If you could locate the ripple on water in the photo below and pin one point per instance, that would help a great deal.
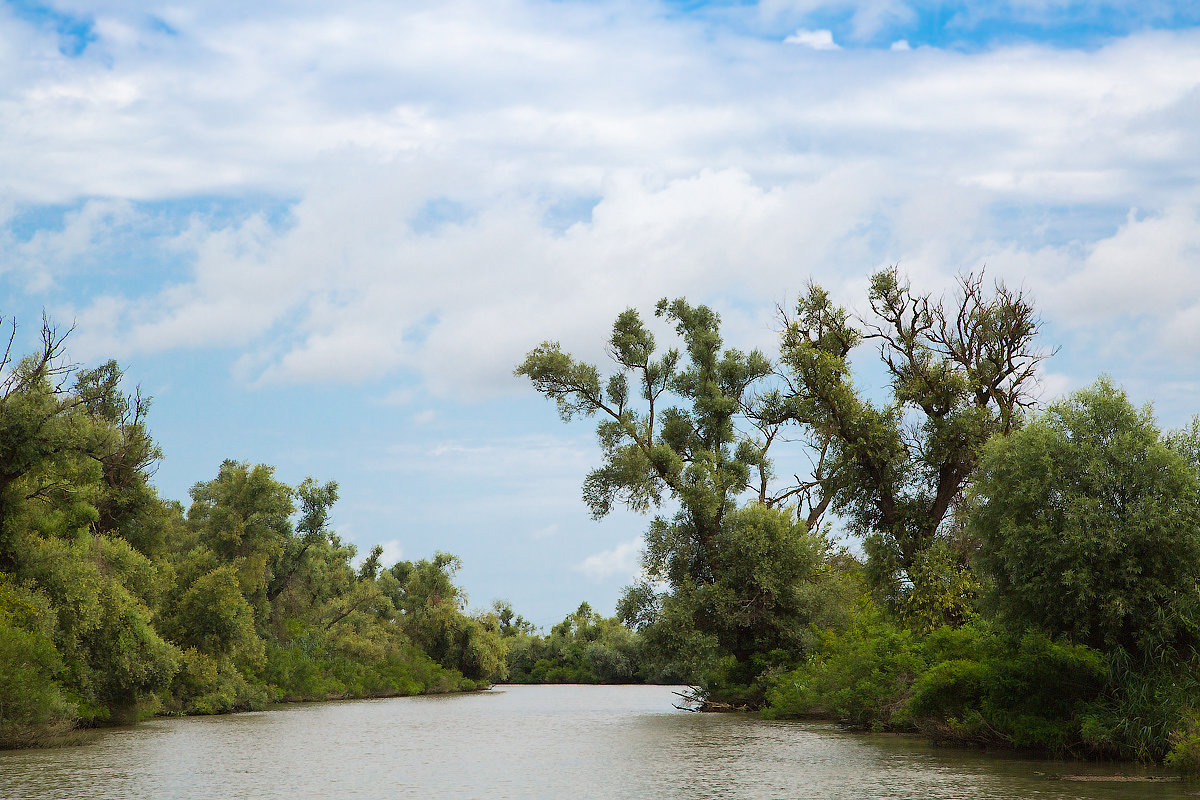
(534, 743)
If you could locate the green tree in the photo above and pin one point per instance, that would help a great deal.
(1089, 525)
(961, 371)
(244, 516)
(736, 575)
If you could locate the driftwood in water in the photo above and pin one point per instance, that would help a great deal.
(696, 701)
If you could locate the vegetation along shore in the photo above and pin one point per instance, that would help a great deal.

### Task to complete
All of the entries above should be copied exactly, except for the pictures.

### Reply to the task
If you could locate the ripple on water in the photo below and pin one point per instance, that would help a great deal.
(534, 743)
If you could locate the green tree in the photo above and pin one point per instance, that would help a great deal.
(1089, 525)
(961, 371)
(244, 516)
(736, 575)
If you could locate the driftwood in water in the photo above and pin one point per instance, that would help a great deal.
(696, 701)
If you could locate the vegetation along shore in the photo above and pin one point per instance, that would help a great deal.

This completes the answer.